Tasks to carry out —
(a) According to the funding policies page, where should specific questions be sent?
(b) Please write the next part of the funding policies page, picking up after its final sentence about a TA's additional duties.

Funding Policies and Procedures
This page incorporates policies and procedures established by the university trustees, campus administration, and those set forth in the negotiated collective bargaining agreement between the university and the Graduate Employee Organization (GEO). These supersede previous procedures and guidelines as well as previous policies on these matters. All assistantships require the approval of the Graduate Program Director of the student’s home department. Specific questions should be addressed to the Assistantship Office, 517 Goodell Building.
Types of Graduate Assistantships
A teaching assistant (TA) has one or more of the following responsibilities in courses for which the teaching assistant does not have primary responsibility:
- Coordinate, lead, or assist in the instructional process, in preparation and direct interaction, with students in lab, discussion, quiz, or problem sessions
- Meet with students and teach during office hours
- Grade papers
- Grade and proctor exams
- Supervise undergraduate interns
- Counsel students
- Administer colloquium programs
A TA may have additional related duties as assigned.

Record excerpts —

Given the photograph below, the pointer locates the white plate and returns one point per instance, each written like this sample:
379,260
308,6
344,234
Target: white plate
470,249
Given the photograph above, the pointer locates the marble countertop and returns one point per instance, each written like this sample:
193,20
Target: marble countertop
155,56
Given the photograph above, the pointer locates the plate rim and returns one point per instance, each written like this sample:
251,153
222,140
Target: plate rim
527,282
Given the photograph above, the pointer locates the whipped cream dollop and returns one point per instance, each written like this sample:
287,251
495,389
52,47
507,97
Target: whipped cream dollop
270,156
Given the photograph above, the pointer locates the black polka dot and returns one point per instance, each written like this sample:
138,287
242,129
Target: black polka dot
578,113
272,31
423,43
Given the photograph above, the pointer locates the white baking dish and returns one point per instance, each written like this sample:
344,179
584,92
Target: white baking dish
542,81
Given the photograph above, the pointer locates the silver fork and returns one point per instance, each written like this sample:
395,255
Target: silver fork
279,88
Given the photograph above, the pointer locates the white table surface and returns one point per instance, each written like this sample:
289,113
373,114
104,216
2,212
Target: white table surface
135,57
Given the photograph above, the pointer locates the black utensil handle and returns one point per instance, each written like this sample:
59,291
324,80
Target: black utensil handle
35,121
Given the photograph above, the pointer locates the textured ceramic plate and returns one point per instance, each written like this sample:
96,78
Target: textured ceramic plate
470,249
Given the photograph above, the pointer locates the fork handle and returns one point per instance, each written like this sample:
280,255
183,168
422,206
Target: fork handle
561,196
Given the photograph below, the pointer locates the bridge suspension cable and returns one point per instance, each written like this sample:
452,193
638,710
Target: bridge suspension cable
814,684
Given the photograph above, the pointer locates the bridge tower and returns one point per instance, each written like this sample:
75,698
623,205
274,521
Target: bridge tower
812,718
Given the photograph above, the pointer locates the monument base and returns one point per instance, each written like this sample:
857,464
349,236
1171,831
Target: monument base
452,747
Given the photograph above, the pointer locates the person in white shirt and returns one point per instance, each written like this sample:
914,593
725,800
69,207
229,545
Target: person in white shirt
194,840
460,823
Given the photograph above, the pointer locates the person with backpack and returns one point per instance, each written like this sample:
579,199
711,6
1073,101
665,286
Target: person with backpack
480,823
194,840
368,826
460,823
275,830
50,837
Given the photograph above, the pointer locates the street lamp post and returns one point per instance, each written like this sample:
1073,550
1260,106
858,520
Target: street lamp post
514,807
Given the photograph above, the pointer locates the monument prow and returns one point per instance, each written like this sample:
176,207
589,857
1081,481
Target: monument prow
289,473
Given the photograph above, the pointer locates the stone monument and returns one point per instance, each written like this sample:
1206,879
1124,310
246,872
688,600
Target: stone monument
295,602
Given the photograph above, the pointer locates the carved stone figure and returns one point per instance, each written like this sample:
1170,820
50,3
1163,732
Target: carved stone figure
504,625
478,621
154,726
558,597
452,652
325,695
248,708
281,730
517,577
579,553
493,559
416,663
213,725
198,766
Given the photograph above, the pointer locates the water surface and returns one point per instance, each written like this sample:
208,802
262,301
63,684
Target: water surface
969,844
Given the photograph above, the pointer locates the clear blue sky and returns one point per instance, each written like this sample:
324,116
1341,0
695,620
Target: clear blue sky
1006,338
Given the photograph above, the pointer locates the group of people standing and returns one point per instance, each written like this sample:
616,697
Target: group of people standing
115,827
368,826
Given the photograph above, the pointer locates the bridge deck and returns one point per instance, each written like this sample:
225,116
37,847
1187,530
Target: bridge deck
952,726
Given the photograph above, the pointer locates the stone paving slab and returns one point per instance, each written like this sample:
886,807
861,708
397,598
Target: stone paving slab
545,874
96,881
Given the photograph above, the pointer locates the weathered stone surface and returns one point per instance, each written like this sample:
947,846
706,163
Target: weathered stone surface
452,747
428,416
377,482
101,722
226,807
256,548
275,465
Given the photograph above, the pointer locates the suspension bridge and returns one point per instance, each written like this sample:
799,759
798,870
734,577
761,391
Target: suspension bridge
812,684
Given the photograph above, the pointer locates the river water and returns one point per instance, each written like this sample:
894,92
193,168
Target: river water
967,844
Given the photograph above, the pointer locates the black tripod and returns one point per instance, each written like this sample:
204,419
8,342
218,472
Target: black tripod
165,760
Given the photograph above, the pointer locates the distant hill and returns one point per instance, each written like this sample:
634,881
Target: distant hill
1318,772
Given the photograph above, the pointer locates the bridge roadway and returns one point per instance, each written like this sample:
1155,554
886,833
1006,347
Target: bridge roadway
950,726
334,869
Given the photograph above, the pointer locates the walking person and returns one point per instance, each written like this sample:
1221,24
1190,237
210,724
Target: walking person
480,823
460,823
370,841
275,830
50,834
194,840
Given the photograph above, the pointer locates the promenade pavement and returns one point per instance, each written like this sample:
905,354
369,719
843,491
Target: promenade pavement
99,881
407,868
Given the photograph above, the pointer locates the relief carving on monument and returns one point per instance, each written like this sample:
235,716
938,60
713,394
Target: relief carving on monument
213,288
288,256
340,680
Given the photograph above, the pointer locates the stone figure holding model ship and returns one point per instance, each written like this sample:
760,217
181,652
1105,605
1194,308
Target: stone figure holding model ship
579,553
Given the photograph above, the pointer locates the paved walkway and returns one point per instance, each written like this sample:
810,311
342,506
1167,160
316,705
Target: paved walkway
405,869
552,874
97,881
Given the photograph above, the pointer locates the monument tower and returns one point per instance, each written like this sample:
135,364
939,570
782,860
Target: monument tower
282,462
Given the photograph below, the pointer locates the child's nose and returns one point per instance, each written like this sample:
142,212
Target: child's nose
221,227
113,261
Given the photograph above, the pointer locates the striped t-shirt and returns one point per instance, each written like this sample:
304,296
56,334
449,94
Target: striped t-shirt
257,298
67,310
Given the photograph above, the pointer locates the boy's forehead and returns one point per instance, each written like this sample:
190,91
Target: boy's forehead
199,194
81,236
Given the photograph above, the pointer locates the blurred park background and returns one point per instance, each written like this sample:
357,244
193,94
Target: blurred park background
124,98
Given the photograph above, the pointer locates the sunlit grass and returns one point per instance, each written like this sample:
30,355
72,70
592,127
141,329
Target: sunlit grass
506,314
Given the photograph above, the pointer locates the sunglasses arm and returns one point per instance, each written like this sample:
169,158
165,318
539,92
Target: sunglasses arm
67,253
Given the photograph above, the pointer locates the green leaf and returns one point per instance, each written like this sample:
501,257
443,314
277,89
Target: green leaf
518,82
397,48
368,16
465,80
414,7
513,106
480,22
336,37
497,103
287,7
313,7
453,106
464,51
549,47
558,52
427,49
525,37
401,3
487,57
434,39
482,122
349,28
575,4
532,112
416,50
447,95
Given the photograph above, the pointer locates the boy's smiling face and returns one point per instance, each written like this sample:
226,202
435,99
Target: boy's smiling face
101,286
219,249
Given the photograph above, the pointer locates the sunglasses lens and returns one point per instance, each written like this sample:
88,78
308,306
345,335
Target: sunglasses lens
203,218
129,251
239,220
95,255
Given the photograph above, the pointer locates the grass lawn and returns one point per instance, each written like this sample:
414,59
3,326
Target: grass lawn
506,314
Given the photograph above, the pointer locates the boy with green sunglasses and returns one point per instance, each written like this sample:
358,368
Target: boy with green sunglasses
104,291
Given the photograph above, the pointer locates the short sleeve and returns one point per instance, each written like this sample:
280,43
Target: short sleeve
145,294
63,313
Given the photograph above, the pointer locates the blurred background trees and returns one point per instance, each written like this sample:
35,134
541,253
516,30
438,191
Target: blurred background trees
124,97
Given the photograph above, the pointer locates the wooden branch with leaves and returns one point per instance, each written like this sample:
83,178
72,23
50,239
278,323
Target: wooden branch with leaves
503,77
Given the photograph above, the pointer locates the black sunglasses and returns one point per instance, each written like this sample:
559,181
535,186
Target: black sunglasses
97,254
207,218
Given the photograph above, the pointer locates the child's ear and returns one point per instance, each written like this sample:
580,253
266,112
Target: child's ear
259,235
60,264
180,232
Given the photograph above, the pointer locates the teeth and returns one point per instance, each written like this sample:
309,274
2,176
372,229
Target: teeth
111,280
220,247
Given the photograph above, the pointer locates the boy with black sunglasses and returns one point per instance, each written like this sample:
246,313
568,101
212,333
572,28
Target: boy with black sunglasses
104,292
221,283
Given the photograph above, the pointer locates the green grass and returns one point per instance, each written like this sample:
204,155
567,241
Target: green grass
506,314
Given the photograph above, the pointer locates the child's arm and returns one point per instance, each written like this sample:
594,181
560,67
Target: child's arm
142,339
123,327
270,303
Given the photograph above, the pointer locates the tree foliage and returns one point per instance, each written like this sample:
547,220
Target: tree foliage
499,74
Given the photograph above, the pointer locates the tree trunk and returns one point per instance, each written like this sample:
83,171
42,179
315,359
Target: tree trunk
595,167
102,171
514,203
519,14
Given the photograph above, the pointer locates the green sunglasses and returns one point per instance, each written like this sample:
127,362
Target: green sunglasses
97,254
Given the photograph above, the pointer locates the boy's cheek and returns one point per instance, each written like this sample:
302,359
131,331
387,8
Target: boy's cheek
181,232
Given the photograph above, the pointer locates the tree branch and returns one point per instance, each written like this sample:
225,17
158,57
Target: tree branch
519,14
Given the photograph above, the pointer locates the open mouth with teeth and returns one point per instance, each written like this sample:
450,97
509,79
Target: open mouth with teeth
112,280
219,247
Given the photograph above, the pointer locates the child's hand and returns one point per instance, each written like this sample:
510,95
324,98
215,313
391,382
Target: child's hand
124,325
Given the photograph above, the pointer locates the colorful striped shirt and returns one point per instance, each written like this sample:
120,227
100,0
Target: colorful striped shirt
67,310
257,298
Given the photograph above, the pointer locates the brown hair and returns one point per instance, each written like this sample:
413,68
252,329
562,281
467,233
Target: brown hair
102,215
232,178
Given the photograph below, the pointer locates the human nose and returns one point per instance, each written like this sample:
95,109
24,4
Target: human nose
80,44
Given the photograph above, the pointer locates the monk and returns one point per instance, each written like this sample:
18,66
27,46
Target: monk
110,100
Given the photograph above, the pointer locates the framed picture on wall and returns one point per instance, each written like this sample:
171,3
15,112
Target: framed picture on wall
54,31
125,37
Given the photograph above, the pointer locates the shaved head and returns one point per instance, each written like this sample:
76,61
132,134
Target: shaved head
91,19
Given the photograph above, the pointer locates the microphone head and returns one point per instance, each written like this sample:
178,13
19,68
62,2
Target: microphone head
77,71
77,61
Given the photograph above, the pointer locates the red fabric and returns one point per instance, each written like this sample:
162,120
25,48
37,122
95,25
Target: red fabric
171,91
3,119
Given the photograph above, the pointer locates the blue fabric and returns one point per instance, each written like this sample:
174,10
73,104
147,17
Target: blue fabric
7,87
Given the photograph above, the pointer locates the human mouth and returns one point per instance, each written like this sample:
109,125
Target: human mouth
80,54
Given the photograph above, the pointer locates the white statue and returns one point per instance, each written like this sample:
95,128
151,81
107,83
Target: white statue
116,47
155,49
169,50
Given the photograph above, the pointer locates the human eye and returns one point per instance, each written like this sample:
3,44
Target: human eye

Expected results —
(a) To the Assistantship Office, 517 Goodell Building.

(b)
In addition to positions in academic departments and in the Division of Continuing Education, teaching assistants (and teaching associates) may be hired for instructional programming approved for and funded by non-academic departments. An example is the three-credit Peer Sex Education course, designed and offered by University Health Services and credited to the Public Health Department. Under no circumstance may a teaching assistant’s responsibilities include duties that are unrelated to instructional effort, e.g., clerical, administrative, or even research-type activities. A non-academic department must first have met institutional review requirements for an instructional program before it can appoint teaching assistants.
A teaching associate (TO) is responsible for the teaching and grading of a course. Teaching associate positions, like the TA positions, can be paid from any funding source.
A research assistant (RA) assists in conducting research of a scholarly nature, normally under faculty supervision. The work of a research assistant can include, but is not limited to, the gathering and analyses of data, the development of theoretical analyses and models, and the production or publication of scholarly journals and research reports that are primarily for their own research, and are secondarily for the benefit of the university, faculty, academic staff supervisor, or granting agency.
A project assistant (PA) is similar to a research assistant, but a PA is a graduate student who performs work primarily for the benefit of the university, faculty, or academic staff supervisor, and secondarily for the graduate student’s own research. Similar to an RA, a PA must do work related to academic research.
An internship is an on-campus assistantship that is awarded to a student who is gaining practical experience that directly augments their classroom studies. In some departments, internships are required for graduation. Internships must be specifically designed to support and enrich a student’s academic experience. Interns cannot fill regular staff positions or substitute for consulting services.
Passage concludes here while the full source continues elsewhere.